Interesting to see this thread on Page 1 considering I just started (finally) watching this show for the first time. Funny thing was I was originally planning to watch Mad Men which I had previously given up on after seeing a clip from the show on an Instagram reel. Didn't feel like adding an AMC+ subscription to my collection so I decided I'd put off the Sopranos for too long. I've more or less binged two seasons since Sunday.
It's an intriguing experience. Gandolfini is obviously a massive standout among a pretty excellent cast and I can definitely see how influential this show was to modern prestige dramas and establishing/furthering the HBO narrative formula that feels present in most of their shows. The highlight of the show to me are the therapy sessions. I think even at the time the 'mob boss in therapy' concept wasn't novel as the show even referenced Analyze This, but where that movie used the concept as an intriguing source of comedy (with a secondary purpose of the exploration of the traumas life in the mob can inflict), the scenes serve a dual function of deftly exploring the psyche of a mobster like Tony Soprano together with all his nuances and hypocrisies, but also the emotional toll progressively impacting Dr. Melfi.
I also think the Italian mafia in an era where their reach and influence was well out of their heyday but no less the subject of law enforcement efforts was an interesting dynamic but I do feel like they could have emphasized the difficulties the Italian mob would have had operating in the late 90s-early 2000s
I think Season 2 was noticeably weaker than Season 1. It felt somewhat unfocused with multiple plot threads feeling just...not half baked but a little more underdeveloped. Like the big conflict was Ritchie, who was growing increasingly frustrated with Tony's leadership after his time was served. In a nutshell, it's a fairly compelling backdrop for the antagonist of the season, but he never really felt like some looming threat or powder keg about to set off. He essentially swallows shit from Tony for the majority of the season, is shown to be a fairly decent partner for Janice for most of the season. Then he has a pretty soft-spoken scene where he decides he's going to move to take Tony out, Tony gets wind of it and has Silvio get the drop on him first, but because out of nowhere Ritchie decks Janice in the face and treats her like shit, she takes care of the job first. Was Ritchie acting that way because he was about to put a hit on her brother and transferred his resentment? Or was he just an asshole who waited to be married to show that side? Who knows. And because his death was so out of the blue they have p***y being revealed to actually have been a rat all along with a little more development but towards the end of the season. With him turning into an outright boy scout to go above and beyond a typical informant...I just...didn't care when he got found out and taken out. Then you have all these random plot threads that just feel...there for the sake of having extra stories to tell. Tony's mistress getting suicidal is just a device to show Tony is perhaps changing for the better. The whole plot line with the compulsive gambler I can really only take as a vehicle to show how the mob and a gambling addiction can destroy a life without murder, not bad but nothing important came of it. Carmela almost having an affair was interesting but it had no real impact on the wider story. Tony almost getting pinched for killing the surviving guy that almost killed Chris was an interesting adversity, but he ended up getting away with it scot-free. I can keep going but it just felt like a season where a lot of things happened but nothing really happened other than p***y being killed off.

◇ ◇ ◇ ◇ ◇

▸ **About this exercise**:
Rewrite the Sopranos post between "Interesting to see" and "seasons since Sunday.", inclusive, with "Instagram" replaced by "TikTok".

◇ ◇ ◇ ◇ ◇

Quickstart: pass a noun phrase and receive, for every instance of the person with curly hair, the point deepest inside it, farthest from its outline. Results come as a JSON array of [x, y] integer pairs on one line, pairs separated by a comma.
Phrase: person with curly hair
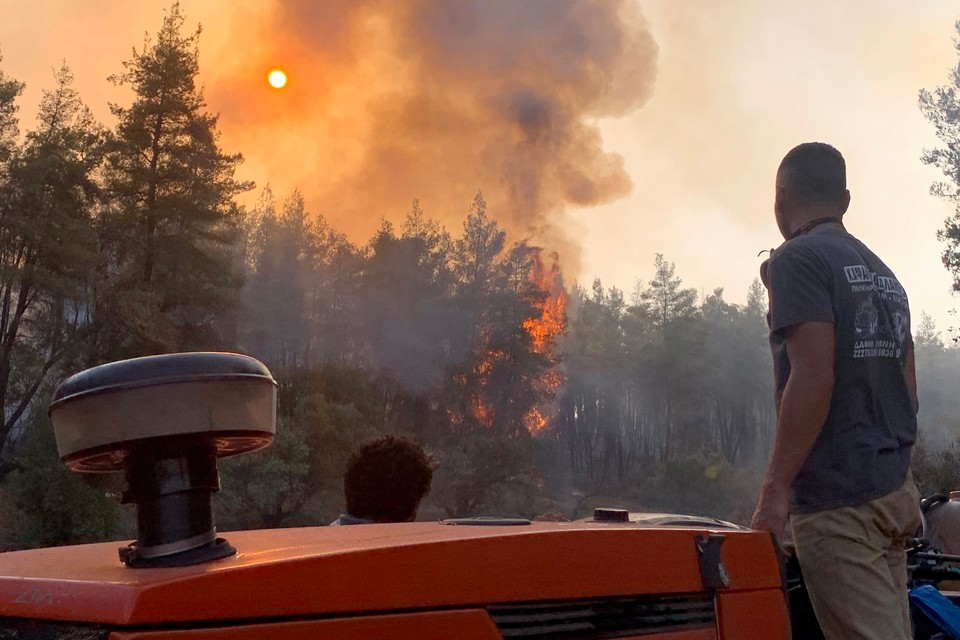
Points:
[[385, 481]]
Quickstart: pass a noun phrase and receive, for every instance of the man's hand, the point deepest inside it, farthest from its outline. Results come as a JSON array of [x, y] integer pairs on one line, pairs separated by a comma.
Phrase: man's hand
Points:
[[771, 513]]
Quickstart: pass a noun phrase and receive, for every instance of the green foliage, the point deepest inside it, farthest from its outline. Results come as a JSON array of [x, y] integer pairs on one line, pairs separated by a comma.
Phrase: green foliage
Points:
[[699, 484], [936, 470], [48, 248], [942, 108], [482, 472], [172, 229], [55, 506]]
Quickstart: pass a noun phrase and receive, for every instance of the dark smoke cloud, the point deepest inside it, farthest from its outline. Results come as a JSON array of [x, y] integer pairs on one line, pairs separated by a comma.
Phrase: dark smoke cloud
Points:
[[435, 99]]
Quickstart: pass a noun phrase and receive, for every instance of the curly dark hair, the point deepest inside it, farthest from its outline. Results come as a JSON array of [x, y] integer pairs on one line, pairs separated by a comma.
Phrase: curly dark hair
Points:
[[386, 479]]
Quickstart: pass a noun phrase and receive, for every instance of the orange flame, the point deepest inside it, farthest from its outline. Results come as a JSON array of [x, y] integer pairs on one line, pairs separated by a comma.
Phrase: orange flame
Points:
[[545, 330]]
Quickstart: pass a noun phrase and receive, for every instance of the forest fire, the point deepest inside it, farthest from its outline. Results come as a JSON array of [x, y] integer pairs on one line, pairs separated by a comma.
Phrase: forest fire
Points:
[[545, 330], [512, 392]]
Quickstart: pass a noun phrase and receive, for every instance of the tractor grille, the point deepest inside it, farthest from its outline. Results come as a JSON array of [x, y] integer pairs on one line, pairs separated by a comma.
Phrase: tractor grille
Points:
[[604, 618], [11, 629]]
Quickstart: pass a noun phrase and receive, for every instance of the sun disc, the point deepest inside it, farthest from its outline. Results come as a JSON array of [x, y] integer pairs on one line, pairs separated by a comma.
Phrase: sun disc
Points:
[[277, 79]]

◇ ◇ ◇ ◇ ◇

▸ **Worked solution**:
Interesting to see this thread on Page 1 considering I just started (finally) watching this show for the first time. Funny thing was I was originally planning to watch Mad Men which I had previously given up on after seeing a clip from the show on an TikTok reel. Didn't feel like adding an AMC+ subscription to my collection so I decided I'd put off the Sopranos for too long. I've more or less binged two seasons since Sunday.